- Exercise description -
Rewrite every item below as a numbered list, leaving out any blank lines.

- Supplied information -
▬▬▬

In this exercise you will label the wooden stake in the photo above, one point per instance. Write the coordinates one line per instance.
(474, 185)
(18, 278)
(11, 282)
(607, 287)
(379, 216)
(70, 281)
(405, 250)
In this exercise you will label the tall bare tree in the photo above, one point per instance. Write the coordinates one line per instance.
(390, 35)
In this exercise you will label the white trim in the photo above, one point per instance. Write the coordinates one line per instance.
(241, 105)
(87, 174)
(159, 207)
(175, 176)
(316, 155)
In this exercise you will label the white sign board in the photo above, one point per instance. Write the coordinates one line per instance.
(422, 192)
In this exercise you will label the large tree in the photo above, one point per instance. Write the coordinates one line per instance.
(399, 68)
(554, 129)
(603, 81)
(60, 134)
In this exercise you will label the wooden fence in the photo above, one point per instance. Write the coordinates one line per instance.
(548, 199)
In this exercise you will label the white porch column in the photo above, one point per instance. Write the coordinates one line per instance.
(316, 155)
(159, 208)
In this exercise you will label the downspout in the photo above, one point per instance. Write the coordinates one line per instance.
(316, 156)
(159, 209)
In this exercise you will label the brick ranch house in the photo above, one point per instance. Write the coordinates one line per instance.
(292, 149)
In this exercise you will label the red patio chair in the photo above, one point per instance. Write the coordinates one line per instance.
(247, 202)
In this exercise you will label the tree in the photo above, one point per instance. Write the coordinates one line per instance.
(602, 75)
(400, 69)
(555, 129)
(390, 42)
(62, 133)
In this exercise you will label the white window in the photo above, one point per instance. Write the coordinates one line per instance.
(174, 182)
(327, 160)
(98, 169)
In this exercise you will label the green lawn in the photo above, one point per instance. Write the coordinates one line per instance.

▬▬▬

- Written solution -
1. In this exercise you will label the wooden stake in the photo above, one point per instance. Write the coordinates one line per instance.
2. (474, 185)
3. (18, 278)
4. (11, 282)
5. (607, 287)
6. (379, 216)
7. (70, 281)
8. (405, 250)
9. In this exercise you will label the tall bare tree in the photo above, one point per instance. Write the coordinates one line per instance.
10. (390, 35)
11. In this exercise you will label the white trim in the photo above, one point per instance. Write the coordinates one line per instance.
12. (241, 105)
13. (87, 174)
14. (159, 207)
15. (175, 176)
16. (316, 155)
17. In this exercise you will label the white sign board in the photo above, one point per instance. Write the coordinates one line per instance.
18. (422, 192)
19. In this exercise you will label the large tree in the photo above, one point per instance. Write the coordinates one line per instance.
20. (399, 68)
21. (554, 129)
22. (603, 81)
23. (60, 134)
24. In this exercise you will label the wooden fence in the photo above, one point per instance. Write the coordinates one line per instance.
25. (548, 199)
26. In this exercise you will label the white porch column in the photo above, one point per instance. Write the coordinates one line per instance.
27. (316, 155)
28. (159, 208)
29. In this exercise you will label the downspout in the photo above, one point per instance. Write the coordinates one line per instance.
30. (316, 156)
31. (159, 209)
32. In this exercise you will label the brick ranch house in the photo above, one point per instance. Write the coordinates one line per instance.
33. (292, 149)
34. In this exercise you will label the red patio chair in the photo above, one point per instance. Write the coordinates one line per instance.
35. (247, 202)
36. In this exercise you will label the tree in the photo above, one point per instance. Write the coordinates one line per instance.
37. (602, 75)
38. (400, 69)
39. (555, 129)
40. (390, 42)
41. (62, 133)
42. In this exercise you will label the white window in the photo above, one point per instance. Write the coordinates one line per instance.
43. (174, 182)
44. (327, 160)
45. (98, 169)
46. In this exercise you will label the green lawn in the photo above, one point per instance. Write the coordinates one line per instance.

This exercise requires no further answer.